## [Exercise instructions]
• a. List every step of the Tory plan that the article on a hung parliament sets out after "Here is what has emerged as the Tory plan:".
• b. Answer these questions from the article on a hung parliament:
(i) What seat total does it give as an example of the Tories being well ahead?
(ii) In which newspaper did Cameron say "There is convention and there is practice"?
(iii) In what month were the Cabinet Office guidelines published?

## [Selected excerpt]
** BEGIN **

This article is more than 13 years old
The Tories are willing to undermine their own principles in their desperation to seize power on Friday

Despite accusations of Conservative complacency in this election campaign, the party has put a great deal of effort into planning what happens if parliament is hung and they are some way short of an overall majority.

Here is what has emerged as the Tory plan:

Declare victory anyway.

Have the party's media allies strain every sinew to make that a self-fulfilling prophecy.

Insist on being given the keys to No 10 without having to talk substantively to any other party first – to avoid a coalition or any substantive policy concessions.

Make a partisan challenge to the civil service in seeking to overturn any existing constitutional convention or practice that might conceivably get in the way, or even slow this down a little.

Threaten to drag the monarchy into political controversy for partisan advantage by challenging the conventions designed precisely to avoid this.

Hold out against electoral reform, whatever the election result.

Threaten apocalyptic political and financial meltdown if anybody disagrees.

The strategy does not aim simply to speed up the Tory path to power if the party is well ahead – with, say 310 seats – where a Tory minority government is overwhelmingly the most likely outcome, and would probably take office very quickly. Its key objective is to use the vociferous campaigning of the press – no doubt amplifying interventions from friends in the City – to argue that any negotiations between parties would be democratically illegitimate, without first putting the Conservatives into power, even (or especially) if Labour and the Liberal Democrats could between them muster a majority of both votes and Commons seats.

"There is convention and there is practice and they are not always quite the same thing," Cameron said in yesterday's Independent. And today's extraordinary Guardian report – based on anonymous briefings from "senior shadow cabinet members" – reveals that the Conservatives intend to mount a partisan attack on existing constitutional conventions, and the cabinet secretary's protocols for handling a hung parliament, even though a primary motivation for these has been to protect the monarchy from being dragged into party political controversy.

It is surely quite unprecedented for a man who wants to be prime minister on Friday to have his senior frontbench colleagues launch a major – and anonymous – briefing effort to challenge the impartial cabinet secretary and the constitutional conventions 72 hours before the election. The Cabinet Office guidelines were published in February, when the cabinet secretary gave evidence about them to a cross-party Commons select committee. If the leader of the opposition wanted to challenge the referee over the rules, he had ample opportunity to do so well before the election campaign began.

** END **

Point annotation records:
** BEGIN **

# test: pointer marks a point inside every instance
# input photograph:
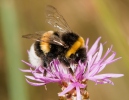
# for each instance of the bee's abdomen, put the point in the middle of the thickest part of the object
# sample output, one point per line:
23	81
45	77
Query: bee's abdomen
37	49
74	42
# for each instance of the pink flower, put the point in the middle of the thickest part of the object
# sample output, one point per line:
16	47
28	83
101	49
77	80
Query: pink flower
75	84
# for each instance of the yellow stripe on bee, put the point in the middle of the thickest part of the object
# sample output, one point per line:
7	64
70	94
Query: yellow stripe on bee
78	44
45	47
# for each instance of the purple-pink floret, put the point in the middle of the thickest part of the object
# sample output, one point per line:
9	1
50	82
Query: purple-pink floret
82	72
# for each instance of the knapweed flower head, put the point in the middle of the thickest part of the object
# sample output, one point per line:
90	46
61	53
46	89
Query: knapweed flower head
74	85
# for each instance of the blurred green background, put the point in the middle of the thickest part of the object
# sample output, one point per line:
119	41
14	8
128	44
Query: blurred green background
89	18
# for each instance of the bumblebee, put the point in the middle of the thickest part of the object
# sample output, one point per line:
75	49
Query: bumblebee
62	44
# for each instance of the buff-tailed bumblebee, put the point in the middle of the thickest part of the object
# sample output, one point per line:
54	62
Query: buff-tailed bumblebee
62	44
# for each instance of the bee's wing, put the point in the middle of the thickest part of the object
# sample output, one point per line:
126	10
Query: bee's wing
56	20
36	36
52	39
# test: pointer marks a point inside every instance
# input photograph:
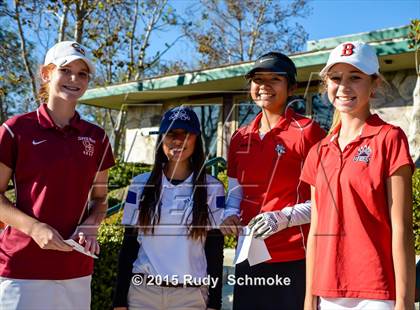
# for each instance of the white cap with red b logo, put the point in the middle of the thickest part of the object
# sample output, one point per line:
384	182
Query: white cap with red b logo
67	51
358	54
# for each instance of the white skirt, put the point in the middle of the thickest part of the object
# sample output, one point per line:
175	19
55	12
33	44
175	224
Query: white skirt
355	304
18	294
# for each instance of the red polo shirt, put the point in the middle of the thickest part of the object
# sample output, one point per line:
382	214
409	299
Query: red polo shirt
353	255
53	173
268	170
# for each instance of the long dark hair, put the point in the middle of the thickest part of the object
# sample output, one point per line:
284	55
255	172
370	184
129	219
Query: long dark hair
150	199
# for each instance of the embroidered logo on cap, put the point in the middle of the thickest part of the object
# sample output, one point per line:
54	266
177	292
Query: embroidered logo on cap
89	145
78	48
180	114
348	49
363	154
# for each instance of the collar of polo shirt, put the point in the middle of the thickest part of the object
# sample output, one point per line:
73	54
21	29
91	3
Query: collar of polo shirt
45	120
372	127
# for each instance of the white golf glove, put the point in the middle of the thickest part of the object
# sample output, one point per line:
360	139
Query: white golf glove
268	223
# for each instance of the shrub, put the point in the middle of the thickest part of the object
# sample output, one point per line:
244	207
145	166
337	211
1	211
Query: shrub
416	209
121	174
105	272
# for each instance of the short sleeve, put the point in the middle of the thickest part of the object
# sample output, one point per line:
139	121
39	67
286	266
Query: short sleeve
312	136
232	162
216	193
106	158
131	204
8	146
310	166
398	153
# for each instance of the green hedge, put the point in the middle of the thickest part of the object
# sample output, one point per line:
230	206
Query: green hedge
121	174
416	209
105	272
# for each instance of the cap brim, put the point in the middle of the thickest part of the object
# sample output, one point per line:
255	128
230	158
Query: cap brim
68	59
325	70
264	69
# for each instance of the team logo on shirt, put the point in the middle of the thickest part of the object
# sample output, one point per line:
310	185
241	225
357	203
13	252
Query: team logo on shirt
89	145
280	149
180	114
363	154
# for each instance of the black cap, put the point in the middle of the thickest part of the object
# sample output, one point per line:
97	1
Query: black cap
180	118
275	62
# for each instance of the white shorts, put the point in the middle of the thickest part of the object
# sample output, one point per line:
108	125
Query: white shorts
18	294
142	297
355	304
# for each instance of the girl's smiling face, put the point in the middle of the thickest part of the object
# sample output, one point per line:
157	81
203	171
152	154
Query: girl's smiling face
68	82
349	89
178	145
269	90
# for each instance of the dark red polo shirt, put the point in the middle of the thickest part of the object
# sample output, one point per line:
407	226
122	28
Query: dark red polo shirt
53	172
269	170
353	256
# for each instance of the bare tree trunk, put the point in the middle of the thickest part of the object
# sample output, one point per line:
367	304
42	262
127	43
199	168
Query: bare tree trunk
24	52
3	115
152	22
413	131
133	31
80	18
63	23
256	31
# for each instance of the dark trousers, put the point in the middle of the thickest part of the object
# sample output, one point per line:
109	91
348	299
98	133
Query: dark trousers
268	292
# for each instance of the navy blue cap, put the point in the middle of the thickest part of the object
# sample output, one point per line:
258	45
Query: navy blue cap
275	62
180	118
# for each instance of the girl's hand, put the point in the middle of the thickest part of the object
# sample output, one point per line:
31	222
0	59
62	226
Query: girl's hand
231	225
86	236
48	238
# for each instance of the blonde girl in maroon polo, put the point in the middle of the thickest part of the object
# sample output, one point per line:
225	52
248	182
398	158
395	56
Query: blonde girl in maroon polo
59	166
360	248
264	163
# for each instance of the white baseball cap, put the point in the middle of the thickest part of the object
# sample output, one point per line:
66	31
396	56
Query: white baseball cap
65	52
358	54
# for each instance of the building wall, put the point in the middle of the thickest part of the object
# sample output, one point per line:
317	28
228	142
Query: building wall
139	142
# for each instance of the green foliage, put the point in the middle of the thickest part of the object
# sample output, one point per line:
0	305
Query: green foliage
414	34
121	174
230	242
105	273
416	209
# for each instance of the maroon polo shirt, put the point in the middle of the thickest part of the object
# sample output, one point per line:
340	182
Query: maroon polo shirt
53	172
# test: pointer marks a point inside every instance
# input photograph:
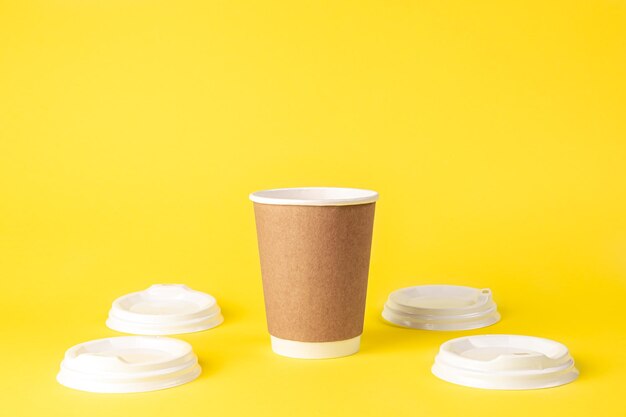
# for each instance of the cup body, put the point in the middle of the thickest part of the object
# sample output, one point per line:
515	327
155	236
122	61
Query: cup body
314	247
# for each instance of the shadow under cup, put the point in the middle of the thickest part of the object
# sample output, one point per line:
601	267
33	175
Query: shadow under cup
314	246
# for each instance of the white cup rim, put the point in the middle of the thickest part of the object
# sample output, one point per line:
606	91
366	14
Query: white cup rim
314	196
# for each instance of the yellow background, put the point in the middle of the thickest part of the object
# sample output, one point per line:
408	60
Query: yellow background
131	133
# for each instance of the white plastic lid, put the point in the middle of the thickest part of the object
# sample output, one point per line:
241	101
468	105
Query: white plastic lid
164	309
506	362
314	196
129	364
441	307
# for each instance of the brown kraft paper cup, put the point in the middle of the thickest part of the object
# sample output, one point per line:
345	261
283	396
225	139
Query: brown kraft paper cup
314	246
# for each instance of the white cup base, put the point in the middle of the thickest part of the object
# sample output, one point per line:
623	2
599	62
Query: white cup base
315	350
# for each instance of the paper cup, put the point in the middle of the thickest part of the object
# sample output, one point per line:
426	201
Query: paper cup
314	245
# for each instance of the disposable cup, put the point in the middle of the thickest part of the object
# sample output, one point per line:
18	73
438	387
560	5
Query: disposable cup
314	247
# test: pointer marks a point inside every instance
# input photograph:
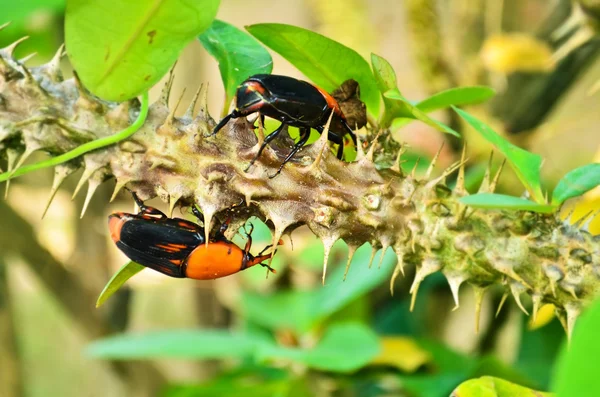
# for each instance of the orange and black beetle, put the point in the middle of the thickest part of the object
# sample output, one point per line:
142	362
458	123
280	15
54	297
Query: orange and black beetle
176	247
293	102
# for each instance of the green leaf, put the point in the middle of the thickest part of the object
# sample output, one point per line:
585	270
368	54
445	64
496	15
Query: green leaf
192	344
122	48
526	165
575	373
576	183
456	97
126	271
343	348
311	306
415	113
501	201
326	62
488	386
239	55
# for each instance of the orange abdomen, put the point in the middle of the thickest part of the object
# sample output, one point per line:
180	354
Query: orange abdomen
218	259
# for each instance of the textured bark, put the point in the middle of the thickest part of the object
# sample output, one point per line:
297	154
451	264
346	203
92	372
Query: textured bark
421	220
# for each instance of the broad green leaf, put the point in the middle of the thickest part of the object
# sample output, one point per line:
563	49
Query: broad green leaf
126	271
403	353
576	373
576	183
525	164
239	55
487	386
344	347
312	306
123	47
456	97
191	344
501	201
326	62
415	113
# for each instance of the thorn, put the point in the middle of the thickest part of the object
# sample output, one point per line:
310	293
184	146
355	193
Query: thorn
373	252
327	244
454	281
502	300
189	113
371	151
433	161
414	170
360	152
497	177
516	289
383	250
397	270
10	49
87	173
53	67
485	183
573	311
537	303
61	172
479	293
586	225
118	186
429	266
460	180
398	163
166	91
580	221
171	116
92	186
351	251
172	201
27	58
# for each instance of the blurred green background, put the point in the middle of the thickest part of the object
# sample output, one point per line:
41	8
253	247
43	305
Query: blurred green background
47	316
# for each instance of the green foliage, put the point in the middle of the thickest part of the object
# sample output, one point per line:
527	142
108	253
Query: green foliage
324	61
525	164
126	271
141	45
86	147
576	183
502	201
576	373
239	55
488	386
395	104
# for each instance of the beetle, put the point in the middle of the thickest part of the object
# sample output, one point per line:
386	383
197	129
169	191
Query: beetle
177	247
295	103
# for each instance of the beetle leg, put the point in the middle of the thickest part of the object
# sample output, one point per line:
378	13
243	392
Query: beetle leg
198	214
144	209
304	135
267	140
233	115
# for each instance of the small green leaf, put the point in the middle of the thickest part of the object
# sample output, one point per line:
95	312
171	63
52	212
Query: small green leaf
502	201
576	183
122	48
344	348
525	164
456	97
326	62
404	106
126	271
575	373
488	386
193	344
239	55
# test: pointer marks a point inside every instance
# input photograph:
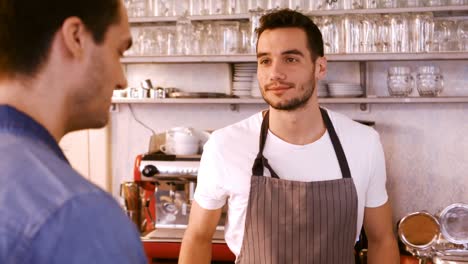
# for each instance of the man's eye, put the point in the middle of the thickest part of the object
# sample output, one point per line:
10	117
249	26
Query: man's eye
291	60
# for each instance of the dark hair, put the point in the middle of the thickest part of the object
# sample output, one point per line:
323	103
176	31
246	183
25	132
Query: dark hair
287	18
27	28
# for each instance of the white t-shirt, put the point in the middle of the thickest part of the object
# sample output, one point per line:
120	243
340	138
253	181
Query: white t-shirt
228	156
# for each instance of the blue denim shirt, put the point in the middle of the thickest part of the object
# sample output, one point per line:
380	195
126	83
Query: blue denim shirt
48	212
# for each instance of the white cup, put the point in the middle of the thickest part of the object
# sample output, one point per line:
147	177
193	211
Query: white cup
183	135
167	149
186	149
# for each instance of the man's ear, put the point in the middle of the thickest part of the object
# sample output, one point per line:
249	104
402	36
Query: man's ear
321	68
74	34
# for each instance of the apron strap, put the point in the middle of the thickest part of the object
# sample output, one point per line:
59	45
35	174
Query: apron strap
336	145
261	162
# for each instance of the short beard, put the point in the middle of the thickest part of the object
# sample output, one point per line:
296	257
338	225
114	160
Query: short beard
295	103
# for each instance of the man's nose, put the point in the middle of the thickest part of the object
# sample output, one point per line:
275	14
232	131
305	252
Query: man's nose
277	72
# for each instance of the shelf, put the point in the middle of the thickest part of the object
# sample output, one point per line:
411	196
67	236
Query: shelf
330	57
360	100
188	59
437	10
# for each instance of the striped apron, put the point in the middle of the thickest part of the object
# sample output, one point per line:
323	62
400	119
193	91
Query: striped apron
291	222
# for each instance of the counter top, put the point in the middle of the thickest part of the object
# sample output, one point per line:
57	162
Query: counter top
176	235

** END **

## [Answers given]
• a.
1. Declare victory anyway.
2. Have the party's media allies strain every sinew to make that a self-fulfilling prophecy.
3. Insist on being given the keys to No 10 without having to talk substantively to any other party first, to avoid a coalition or any substantive policy concessions.
4. Make a partisan challenge to the civil service in seeking to overturn any existing constitutional convention or practice that might conceivably get in the way, or even slow this down a little.
5. Threaten to drag the monarchy into political controversy for partisan advantage by challenging the conventions designed precisely to avoid this.
6. Hold out against electoral reform, whatever the election result.
7. Threaten apocalyptic political and financial meltdown if anybody disagrees.

• b.
(i) 310 seats.
(ii) The Independent.
(iii) February.